---------- Records for processing

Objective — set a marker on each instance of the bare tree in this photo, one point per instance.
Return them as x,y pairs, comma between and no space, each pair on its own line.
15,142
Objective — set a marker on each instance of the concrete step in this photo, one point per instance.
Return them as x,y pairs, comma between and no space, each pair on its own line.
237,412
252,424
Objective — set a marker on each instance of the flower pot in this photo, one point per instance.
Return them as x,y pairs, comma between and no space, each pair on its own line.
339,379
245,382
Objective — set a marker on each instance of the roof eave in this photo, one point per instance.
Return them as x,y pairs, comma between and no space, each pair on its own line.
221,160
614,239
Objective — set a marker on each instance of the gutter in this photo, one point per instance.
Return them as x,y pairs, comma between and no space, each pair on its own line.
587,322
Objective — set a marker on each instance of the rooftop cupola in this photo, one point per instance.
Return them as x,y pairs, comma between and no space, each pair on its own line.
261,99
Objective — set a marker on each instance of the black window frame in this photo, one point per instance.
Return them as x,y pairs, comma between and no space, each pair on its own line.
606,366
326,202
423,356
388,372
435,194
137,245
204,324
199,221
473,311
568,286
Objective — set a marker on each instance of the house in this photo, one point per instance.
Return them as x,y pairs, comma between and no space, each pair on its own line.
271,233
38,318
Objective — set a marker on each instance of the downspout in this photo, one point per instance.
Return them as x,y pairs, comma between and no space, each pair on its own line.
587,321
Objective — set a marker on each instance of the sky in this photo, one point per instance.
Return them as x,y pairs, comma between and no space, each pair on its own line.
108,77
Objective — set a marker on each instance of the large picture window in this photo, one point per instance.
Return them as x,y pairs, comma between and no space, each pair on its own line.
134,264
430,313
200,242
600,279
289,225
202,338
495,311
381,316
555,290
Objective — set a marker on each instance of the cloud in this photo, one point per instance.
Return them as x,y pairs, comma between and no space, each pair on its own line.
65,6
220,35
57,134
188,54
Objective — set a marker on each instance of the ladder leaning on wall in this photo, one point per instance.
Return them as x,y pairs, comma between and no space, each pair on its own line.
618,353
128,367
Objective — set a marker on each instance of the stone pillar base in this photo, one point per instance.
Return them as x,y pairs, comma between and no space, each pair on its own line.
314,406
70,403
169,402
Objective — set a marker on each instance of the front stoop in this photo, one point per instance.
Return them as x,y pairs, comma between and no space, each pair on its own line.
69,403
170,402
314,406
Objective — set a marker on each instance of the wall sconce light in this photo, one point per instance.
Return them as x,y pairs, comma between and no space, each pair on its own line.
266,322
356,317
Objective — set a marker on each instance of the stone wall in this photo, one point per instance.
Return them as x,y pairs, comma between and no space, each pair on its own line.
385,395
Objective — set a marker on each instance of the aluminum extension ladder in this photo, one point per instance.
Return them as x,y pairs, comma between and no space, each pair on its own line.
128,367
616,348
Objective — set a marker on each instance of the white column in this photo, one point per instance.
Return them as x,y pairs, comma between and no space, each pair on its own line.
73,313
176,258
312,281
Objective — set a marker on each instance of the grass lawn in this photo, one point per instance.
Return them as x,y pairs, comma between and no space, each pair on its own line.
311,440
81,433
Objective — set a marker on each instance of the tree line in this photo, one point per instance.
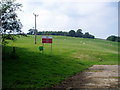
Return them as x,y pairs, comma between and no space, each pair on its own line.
71,33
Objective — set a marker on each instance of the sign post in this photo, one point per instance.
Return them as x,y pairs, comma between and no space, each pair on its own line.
47,39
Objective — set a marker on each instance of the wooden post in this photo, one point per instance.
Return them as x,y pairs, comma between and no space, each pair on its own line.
51,48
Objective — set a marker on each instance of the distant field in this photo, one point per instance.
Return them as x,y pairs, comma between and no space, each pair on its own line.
69,56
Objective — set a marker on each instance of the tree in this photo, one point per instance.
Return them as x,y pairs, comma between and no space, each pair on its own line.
87,35
79,33
10,24
72,33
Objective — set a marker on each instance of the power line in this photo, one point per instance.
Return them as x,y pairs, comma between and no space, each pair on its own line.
35,26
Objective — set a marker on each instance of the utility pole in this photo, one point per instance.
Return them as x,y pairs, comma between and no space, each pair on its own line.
35,27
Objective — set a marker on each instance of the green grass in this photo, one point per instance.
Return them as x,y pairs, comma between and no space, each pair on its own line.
70,55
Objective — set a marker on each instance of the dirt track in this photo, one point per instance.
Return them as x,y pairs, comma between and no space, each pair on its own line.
97,76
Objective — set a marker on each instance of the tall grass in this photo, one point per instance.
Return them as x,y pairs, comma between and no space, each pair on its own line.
34,69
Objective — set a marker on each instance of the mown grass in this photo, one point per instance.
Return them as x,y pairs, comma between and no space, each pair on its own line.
32,69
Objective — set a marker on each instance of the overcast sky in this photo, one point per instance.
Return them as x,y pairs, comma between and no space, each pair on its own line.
98,17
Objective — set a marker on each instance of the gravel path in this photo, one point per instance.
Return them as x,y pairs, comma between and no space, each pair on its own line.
97,76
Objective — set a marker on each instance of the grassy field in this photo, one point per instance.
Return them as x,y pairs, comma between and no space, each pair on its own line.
70,55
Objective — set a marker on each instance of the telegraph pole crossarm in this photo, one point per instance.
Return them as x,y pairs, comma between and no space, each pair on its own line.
35,27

--------------------

Stated problem =>
Rewrite all of the data above with "Objective" changed to "Goal" and nothing else altered. Leave the pictures out.

Output below =>
Goal — set a marker on each instance of the bare tree in this photo, one point per instance.
Return them as x,y pairs, comma between and no space, each pair on its own line.
15,142
Goal — set a marker on each instance of the concrete step in this photo, one point per instance.
Return them as x,y pairs, comma between and no space, each pair on its own line.
237,412
252,424
Goal — set a marker on each instance of the flower pot in this photo, one point per instance.
Return them as x,y pairs, comma between and no space, each pair on its own line.
339,379
245,382
Goal — set a marker on each instance of the roof eave in this photo, one point per instance.
Return them as x,y pairs, comma between and no space, each pair on its own line.
221,160
614,239
Goal — set a marker on each instance of the gutter in this photo, one point per instance.
Return them as x,y pairs, comma between and no space, each pair on its own line.
587,322
Goal — set a marker on each instance of the rooftop cupola in this photo, one point per instance.
Return them as x,y pairs, comma between and no space, each pair on its own line.
261,99
Goal — set a marker on each instance of the black window frame in this photo, one point per instance.
Return them as x,y pairs, comma between and no space, each pair on its own line.
606,366
326,202
423,356
388,372
435,194
137,245
204,324
199,221
473,311
568,286
Goal — set a marker on each instance of the house in this photo, one point per instance.
Return them as x,y pairs, comma between and no space, each pair on its own line.
271,233
38,318
Goal — set a marker on each instance of the downspout in this photo, one point per instance.
Return them as x,y pairs, comma between and no space, each pair on its own line.
587,321
Goal — set a marker on each instance of the sky in this photo, one point per instance.
Return them as x,y pairs, comma between and no space, each pair on its own line.
108,77
Goal — set a marker on each instance of the large picture window in this photo, one point per instance.
Return them as x,y pairs, comma between and no space, each pair on its own line.
134,264
430,313
200,242
600,279
289,225
202,338
495,311
381,316
555,290
Goal — set a marker on each instance of the cloud in this photo, one point per instance.
Return them as x,y pairs, comma between and no space, each pair on its own line.
65,6
220,35
57,134
188,54
Goal — set a marker on each instance of the ladder leaning on wall in this photo, one point per instance.
Return them as x,y pairs, comma between and no space, each pair on its own line.
618,353
128,367
Goal — set a marker on each instance of the stone pillar base in this photo, one point per instance.
Return them as x,y pairs, comma between and no space, each pair on its own line.
314,406
70,403
169,402
Goal — set a marker on each instance of the front stoop in this photo, one point per instance.
Return them as x,y pairs, comma between and no space, each pair on its own line.
69,403
170,402
314,406
Goal — set a marker on each instance of the wall sconce light in this photo, one point per instance.
Return them as x,y pairs, comma between and no space, each pair on its own line.
266,322
356,317
Goal — set a marker on each instance of the stone wall in this photo, one point per instance.
Return them as x,y pairs, comma between and no space, each pair on its own line.
385,395
Goal — set a marker on each instance of the aluminum extension ladder in this photo, one point per instance.
Return them as x,y pairs, comma between and no space, each pair on its own line.
128,367
616,348
Goal — set a marker on each instance of the white column in this photo, one point per instance.
Return them as x,y pairs, comma between and no space, each pair on its own line.
73,313
176,258
312,281
Goal — set a marker on each instance of the grass lawn in this photo, one point per instance.
Return them as x,y pairs, comma between and no space, each pair on its own line.
311,440
81,433
Goal — set a marker on each instance of the tree line in this photo, one point per instance.
Return them as x,y pairs, comma between and no space, each pair on its own line.
71,33
Goal — set a marker on each instance of the sign post in this photo, one point per instance.
Return them as x,y pairs, comma between and no space, each pair on its own line.
47,39
Goal — set a marker on each instance of the wooden post in this photo, one point per instance.
Return them as x,y pairs, comma between and no space, each pair on its own line.
51,48
Goal — set a marker on each instance of the distant field in this photo, one point per instance.
Return them as x,y pairs, comma between and no space, each pair on its own line.
69,56
Goal — set a marker on each instance of the tree in this photo, one point per instance.
Return them as x,y pairs, comma between and no space, each pair on its own line.
87,35
79,33
10,24
72,33
Goal — set a marker on each instance of the power line in this photo, one point per instance.
Return them as x,y pairs, comma between and no space, each pair on its own line.
35,26
Goal — set a marker on each instance of the utility pole in this photo, one point per instance.
Return them as x,y pairs, comma between and no space, each pair on its own line.
35,27
Goal — set a marker on each instance of the green grass in this photo, one point per instance.
Return them as x,y pairs, comma between and no space, each pair on its own line.
70,55
Goal — set a marker on each instance of the dirt track in this photo, one point per instance.
Return them as x,y pairs, comma between and no space, each pair on its own line.
97,76
Goal — set a marker on each instance of the tall grass in this photo, one point per instance.
Return them as x,y pairs, comma between and no space, each pair on its own line.
34,69
Goal — set a marker on each instance of the mown grass in this photo, one point per instance.
Return them as x,y pairs, comma between and no space, each pair on its own line.
32,69
Goal — set a marker on each instance of the overcast sky in this photo, one point per instance.
Return them as x,y pairs, comma between and no space, each pair on its own line.
98,17
Goal — set a marker on each instance of the gravel path in this photo, one point per instance.
Return them as x,y pairs, comma between and no space, each pair on its own line.
97,76
Goal — set a marker on each instance of the grassy field in this photo, one point per instance.
Return them as x,y pairs, comma between and no space, each pair on its own line.
70,55
Goal — set a marker on each instance of the telegraph pole crossarm in this photo, one point per instance.
Return them as x,y pairs, comma between and no space, each pair on its own line.
35,27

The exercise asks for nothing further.